● Excerpt provided:
Market Report: Rio rises as commodity bulls fight their corner
Nikhil Kumar is The Independent's New York correspondent. He was formerly assistant editor on the foreign desk and has also done a variety of jobs on the city desk, where he wrote about markets, commodities and other business and economics topics.
Wednesday 16 November 2011
Rio Tinto was among the gainers at the end of a mixed session for the mining sector last night. The stock was 35p better off at 3,458p, rising along with rivals such as the Eurasian Natural Resources Corporation, which was 3p firmer at 679.5p at the close of play.
But not everyone ended in the black; Glencore, for instance, was 15.85p worse off at 412.65p, while Xstrata, which is part-owned by Glencore, lost 13.7p to 998.3p. The mixed fortunes came despite some positive commentary from one of Wall Street's best-known commodity bulls, with Goldman Sachs saying that it still expected prices to rise over the next year.
"Notwithstanding the continuing European crisis, we maintain our view that global growth will provide enough support to demand to drive key commodity prices higher over the next 12 months," Goldman analysts said. "Confidence in this view has been reinforced by the recent shift in policy in China towards a looser stance, which will likely help support economic growth and, in turn, commodity demand."
Overall, investors endured a volatile session. The morning saw further falls on the FTSE 100, with the European crisis keeping the bulls at bay. But markets cheered up after the release of better-than-expected US data, with reassurance on the world's largest economy helping the benchmark to close broadly flat at 5,517.44, down 1.6 points. The data, which showed that retail sales had climbed in October, did little for the FTSE 250, however, with the mid-caps falling back by 87.65 points to 10,260.11.
Burberry took the FTSE 100 wooden spoon, shedding 74p to 1,347p amid profit-taking in the wake of the luxury retailer's half-yearly results; although the figures were positive, the stock has climbed strongly in recent days. "Having been hit in mid-September by market concerns over global growth, the shares have rallied from 1,092p since the end of September after repeated luxury companies reassured on the underlying market strength," Seymour Pierce analyst Kate Calvert pointed out.
Elsewhere, Imperial Tobacco was 34p better off at 2,331p – but with gains of 1.5 per cent, it failed to overtake rival British American Tobacco, up 49.5p at 2,943p, after Goldman turned its attention to the sector. The broker said Imperial was likely to lag behind BAT in terms of growth, as it was "structurally less well-positioned", with 67 per cent of its earnings before interest and tax generated in the EU. "It will be difficult... for the group to deliver comparable earnings growth to BAT," Goldman analysts warned.

● Task set:
- A) Based on the market report, decide whether each statement agrees with it: (i) Xstrata closed the session higher; (ii) the FTSE 100 finished at 5,517.44; (iii) Goldman Sachs expects Imperial Tobacco to match British American Tobacco's earnings growth. For each, answer yes or no and quote the words of the report that decide it.
- B) The market report says Burberry's half-yearly figures were positive. In one to three sentences, explain why its shares still fell, according to the report.
- C) Resume the market report on London stocks, starting after its final sentence.

● Record extracts:
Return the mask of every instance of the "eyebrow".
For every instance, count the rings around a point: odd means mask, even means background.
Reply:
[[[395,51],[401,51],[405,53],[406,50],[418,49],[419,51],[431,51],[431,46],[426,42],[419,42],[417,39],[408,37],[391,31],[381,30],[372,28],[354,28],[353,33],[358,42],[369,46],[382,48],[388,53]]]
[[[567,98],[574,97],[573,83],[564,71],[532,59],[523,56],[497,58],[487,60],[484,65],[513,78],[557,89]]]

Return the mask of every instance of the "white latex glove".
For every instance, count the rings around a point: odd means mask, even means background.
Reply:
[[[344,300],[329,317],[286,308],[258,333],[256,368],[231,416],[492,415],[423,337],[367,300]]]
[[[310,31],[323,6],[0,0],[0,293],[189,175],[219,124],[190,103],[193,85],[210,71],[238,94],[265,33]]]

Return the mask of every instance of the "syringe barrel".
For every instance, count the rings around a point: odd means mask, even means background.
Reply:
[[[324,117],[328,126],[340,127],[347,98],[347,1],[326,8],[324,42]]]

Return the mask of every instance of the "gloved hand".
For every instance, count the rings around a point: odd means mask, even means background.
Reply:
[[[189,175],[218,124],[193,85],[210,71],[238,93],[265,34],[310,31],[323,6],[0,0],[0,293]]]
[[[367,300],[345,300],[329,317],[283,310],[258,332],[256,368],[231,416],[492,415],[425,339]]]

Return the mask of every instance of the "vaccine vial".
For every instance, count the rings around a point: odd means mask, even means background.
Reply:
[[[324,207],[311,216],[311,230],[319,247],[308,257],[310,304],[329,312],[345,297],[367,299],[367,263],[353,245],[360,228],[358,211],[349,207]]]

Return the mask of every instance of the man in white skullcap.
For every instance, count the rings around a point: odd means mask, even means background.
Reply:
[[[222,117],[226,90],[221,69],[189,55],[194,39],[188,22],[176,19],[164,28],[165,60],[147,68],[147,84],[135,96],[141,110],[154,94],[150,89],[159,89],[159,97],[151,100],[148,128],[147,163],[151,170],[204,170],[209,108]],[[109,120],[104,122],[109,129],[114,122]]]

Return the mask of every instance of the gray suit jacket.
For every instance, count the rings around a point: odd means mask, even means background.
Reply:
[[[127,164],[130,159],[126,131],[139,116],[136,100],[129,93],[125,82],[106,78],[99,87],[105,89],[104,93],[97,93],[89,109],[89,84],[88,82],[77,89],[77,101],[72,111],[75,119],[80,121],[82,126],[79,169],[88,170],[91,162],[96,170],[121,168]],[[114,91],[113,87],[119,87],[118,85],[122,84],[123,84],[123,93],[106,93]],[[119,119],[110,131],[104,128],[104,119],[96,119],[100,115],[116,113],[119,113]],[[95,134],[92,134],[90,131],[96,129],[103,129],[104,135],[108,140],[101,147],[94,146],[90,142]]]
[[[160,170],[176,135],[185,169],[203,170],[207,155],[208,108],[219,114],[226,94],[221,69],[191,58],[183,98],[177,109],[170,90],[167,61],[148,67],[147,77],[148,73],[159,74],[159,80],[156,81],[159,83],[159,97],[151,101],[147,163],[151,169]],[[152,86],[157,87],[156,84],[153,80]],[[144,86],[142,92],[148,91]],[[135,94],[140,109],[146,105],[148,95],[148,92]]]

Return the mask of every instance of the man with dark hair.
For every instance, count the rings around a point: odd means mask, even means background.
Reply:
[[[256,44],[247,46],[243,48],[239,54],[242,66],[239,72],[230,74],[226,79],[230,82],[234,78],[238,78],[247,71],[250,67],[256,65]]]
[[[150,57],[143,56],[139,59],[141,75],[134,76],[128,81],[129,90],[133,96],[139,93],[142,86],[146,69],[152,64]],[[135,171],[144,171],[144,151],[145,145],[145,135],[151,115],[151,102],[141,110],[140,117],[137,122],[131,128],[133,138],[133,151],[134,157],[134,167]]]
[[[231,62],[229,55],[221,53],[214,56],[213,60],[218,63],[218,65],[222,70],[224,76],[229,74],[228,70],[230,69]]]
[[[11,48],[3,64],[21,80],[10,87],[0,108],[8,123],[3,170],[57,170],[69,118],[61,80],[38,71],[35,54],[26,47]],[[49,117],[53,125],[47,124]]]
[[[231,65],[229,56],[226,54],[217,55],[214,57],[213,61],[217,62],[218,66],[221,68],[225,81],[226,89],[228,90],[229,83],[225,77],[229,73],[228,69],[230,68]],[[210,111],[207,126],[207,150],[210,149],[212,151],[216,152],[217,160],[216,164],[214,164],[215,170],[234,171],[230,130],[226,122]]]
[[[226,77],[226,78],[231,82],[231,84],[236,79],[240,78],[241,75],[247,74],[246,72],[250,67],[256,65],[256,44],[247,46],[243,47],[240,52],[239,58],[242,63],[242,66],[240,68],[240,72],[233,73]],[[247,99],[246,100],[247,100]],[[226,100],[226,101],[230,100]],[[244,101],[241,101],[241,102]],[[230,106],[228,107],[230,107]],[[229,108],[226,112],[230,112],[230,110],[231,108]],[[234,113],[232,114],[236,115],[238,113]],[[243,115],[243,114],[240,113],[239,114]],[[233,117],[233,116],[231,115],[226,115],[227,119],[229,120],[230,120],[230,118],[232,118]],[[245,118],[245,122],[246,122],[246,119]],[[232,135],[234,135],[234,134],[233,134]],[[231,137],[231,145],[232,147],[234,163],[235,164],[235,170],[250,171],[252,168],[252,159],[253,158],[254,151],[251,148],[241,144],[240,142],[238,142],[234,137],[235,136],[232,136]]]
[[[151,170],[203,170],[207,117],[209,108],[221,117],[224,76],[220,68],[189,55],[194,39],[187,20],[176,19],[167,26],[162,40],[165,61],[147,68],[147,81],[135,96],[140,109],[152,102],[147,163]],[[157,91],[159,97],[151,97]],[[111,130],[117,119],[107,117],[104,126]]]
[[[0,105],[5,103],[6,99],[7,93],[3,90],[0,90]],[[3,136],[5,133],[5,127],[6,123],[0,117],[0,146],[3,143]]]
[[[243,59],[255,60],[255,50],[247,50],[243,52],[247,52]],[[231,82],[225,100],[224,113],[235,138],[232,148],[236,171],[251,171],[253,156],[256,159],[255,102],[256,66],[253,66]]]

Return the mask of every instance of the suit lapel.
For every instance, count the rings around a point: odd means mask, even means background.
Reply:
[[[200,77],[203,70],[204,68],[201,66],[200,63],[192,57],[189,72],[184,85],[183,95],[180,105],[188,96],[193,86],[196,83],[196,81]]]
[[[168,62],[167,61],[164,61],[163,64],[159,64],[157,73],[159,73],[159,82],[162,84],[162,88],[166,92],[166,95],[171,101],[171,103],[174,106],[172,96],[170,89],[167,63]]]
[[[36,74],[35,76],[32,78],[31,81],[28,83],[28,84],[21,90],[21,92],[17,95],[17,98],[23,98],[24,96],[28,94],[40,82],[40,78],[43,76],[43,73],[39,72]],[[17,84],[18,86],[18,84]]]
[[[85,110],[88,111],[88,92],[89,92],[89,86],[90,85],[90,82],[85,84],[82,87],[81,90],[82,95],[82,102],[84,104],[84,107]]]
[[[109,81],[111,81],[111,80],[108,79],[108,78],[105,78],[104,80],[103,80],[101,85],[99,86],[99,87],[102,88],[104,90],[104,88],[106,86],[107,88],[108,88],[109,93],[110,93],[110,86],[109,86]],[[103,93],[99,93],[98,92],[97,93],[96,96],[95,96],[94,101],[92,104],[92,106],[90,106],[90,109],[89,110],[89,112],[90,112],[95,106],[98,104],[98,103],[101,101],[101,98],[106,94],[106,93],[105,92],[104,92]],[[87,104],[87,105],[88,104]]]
* * *
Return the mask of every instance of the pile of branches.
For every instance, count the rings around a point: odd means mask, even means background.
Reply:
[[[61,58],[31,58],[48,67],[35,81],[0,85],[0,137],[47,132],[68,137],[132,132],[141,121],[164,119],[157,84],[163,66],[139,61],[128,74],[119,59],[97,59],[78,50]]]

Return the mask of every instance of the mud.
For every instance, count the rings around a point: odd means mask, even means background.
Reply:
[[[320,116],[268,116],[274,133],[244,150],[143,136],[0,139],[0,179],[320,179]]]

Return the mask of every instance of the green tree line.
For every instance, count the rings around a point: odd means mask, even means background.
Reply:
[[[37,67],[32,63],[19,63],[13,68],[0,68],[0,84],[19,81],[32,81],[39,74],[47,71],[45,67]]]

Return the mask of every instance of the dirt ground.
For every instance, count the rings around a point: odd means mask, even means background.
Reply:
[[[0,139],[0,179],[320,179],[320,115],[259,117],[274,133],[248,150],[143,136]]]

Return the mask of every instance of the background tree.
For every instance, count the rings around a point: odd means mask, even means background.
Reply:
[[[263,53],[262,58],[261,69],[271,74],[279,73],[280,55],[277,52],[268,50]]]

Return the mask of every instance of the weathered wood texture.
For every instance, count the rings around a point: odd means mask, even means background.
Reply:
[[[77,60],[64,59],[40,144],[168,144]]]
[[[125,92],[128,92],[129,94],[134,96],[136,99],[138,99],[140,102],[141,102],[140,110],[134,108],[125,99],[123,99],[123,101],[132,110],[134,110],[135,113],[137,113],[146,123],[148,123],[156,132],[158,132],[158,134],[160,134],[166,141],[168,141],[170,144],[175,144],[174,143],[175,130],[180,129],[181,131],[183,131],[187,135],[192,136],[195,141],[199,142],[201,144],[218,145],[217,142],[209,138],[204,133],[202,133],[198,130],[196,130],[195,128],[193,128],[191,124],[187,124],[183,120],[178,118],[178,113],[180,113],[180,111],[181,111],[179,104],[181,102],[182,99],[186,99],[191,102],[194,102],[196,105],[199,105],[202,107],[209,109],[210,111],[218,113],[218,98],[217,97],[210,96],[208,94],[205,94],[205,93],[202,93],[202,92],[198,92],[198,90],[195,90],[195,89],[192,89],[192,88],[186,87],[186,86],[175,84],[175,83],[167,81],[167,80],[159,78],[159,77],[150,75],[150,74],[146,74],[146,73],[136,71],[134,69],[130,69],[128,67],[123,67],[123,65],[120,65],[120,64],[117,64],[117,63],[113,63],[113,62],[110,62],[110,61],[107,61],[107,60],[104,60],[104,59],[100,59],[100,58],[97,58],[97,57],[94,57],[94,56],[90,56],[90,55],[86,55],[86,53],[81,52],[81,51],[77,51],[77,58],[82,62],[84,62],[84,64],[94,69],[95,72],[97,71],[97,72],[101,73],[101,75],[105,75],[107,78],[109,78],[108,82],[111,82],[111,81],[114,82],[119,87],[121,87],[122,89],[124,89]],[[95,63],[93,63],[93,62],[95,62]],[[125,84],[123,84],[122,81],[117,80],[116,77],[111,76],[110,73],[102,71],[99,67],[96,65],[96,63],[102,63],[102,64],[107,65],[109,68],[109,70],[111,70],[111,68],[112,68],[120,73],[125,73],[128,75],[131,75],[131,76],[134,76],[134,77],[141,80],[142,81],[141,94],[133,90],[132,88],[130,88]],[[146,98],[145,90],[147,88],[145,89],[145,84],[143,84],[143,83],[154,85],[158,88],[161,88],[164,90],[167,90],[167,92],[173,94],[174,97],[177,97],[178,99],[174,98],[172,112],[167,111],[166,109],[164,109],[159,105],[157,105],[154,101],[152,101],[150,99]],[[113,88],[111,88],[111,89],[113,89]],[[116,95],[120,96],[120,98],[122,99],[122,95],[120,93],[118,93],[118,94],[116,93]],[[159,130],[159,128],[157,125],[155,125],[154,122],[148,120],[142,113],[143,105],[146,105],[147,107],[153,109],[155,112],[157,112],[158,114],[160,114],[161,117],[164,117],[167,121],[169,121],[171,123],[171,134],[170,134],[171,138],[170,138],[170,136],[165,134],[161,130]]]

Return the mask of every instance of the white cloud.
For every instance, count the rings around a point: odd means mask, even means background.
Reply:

● Answer set:
- A)
(i) No: "Xstrata, which is part-owned by Glencore, lost 13.7p to 998.3p."
(ii) Yes: "helping the benchmark to close broadly flat at 5,517.44, down 1.6 points."
(iii) No: "It will be difficult... for the group to deliver comparable earnings growth to BAT."

- B) The shares fell on profit-taking, because the stock had already climbed strongly in recent days. It had rallied from 1,092p since the end of September, after luxury companies repeatedly gave reassurance about underlying market strength.

- C)
The broker also struck a cautious note on the Imperial valuation, lowering the stock to "sell" while pushing BAT as a "buy". "While we remain positive on tobacco owing to its cash-generative and stable growth profile, Imperial Tobacco's valuation appears stretched following below-average earnings growth in 2011," Goldman explained.
Further afield, the London Stock Exchange was out of favour after analysts expressed worries about its Italian clearing-house business. The stock was nearly 4 per cent or 33.5p behind at 830p after Goldman warned on the risks facing the division, which makes up for around 15 per cent of the LSE's revenues, according to the broker.
Although the income generated by the business has "grown fourfold in only 15 months", Goldman said the recent rise in spreads on Italian credit default swaps had "led to the imposition of collateral haircuts" at the clearing house. This, it explained, has pushed up the cost of Italian repos, or repurchase agreements, and made the ECB's facility comparatively more competitive. Eyeing this, the broker lowered its estimates for the group and, as a result, switched its stance on LSE's shares to "sell".
Premier Foods remained volatile. First, there was last week's rally, with short covering driving strong gains after the company announced an agreement to defer a forthcoming covenant test.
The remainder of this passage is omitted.